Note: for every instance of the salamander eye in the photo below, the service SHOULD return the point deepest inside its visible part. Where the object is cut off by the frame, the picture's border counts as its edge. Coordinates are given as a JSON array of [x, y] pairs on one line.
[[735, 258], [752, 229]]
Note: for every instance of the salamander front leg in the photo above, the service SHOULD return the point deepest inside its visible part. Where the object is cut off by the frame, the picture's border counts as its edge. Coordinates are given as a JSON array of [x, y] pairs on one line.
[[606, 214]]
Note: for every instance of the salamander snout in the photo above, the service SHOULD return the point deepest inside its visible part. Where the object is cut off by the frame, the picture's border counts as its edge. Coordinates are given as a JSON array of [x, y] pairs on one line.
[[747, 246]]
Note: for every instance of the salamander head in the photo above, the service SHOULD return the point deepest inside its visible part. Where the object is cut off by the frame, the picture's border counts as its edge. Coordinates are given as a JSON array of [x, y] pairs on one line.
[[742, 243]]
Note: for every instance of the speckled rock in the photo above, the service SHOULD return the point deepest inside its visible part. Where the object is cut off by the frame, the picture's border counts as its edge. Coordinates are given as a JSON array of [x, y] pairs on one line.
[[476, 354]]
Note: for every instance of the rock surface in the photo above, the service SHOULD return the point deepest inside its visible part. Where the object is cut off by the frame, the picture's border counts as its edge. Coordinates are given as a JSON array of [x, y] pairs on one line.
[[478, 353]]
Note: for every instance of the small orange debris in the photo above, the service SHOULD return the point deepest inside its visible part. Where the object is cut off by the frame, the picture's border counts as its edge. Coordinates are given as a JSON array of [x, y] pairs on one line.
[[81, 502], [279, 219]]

__________

INSTRUCTIONS TO FOLLOW.
Rewrite all the rows above, replacing "service" with "endpoint" and leaving everything else unchanged.

SOLUTION FOR THIS TASK.
Note: for every instance of the salamander eye in the photo below, the endpoint SHOULD return the point deepest inside its visible part. Where the object is cut off by the frame, the picture's border counts as its edge. Coordinates are given as a JSON array of [x, y] pairs on one line.
[[735, 258], [752, 229]]
Note: for every instance of the salamander front leg in the photo above, the endpoint SHOULD return the point deepest inside its visible part. Where the object is cut off by the frame, the picture's border counts as its edge. Coordinates are given as a JSON array of [x, y] pairs on one line.
[[606, 214]]
Note: for every instance of the salamander snout in the photo above, the endpoint SHOULD return the point deepest inside its visible part. Where the object is cut off by the frame, the picture's border counts as its edge. Coordinates are given as a JSON array of [x, y] pairs on one line.
[[747, 246]]
Note: for every instance of the salamander head in the photo above, the endpoint SHOULD return the point deepest inside its visible part. Where the object is cut off by the frame, the picture's border counts as its edge. Coordinates are given as a JSON array of [x, y] pairs on one line.
[[742, 243]]
Note: for every instance of the speckled rock in the photo above, the endpoint SHOULD return the point deepest inside its visible part. Where the object is cut off by the frame, the picture's border counts as its edge. Coordinates are given as a JSON array of [x, y] pairs on one line.
[[476, 354]]
Note: for every instance of the rock surface in the photo above, the endpoint SHOULD return the point deepest inside its visible part. Where the object is cut off by the frame, the picture's border counts as its edge. Coordinates are given as a JSON array of [x, y] pairs on one line.
[[478, 353]]
Note: for every instance of the small orange debris in the photo above, the endpoint SHOULD return the point deepest inside its visible part. Where the object is cut off by the frame, the picture's border counts as its edge. Coordinates are given as a JSON array of [x, y] pairs on one line.
[[81, 502], [279, 219]]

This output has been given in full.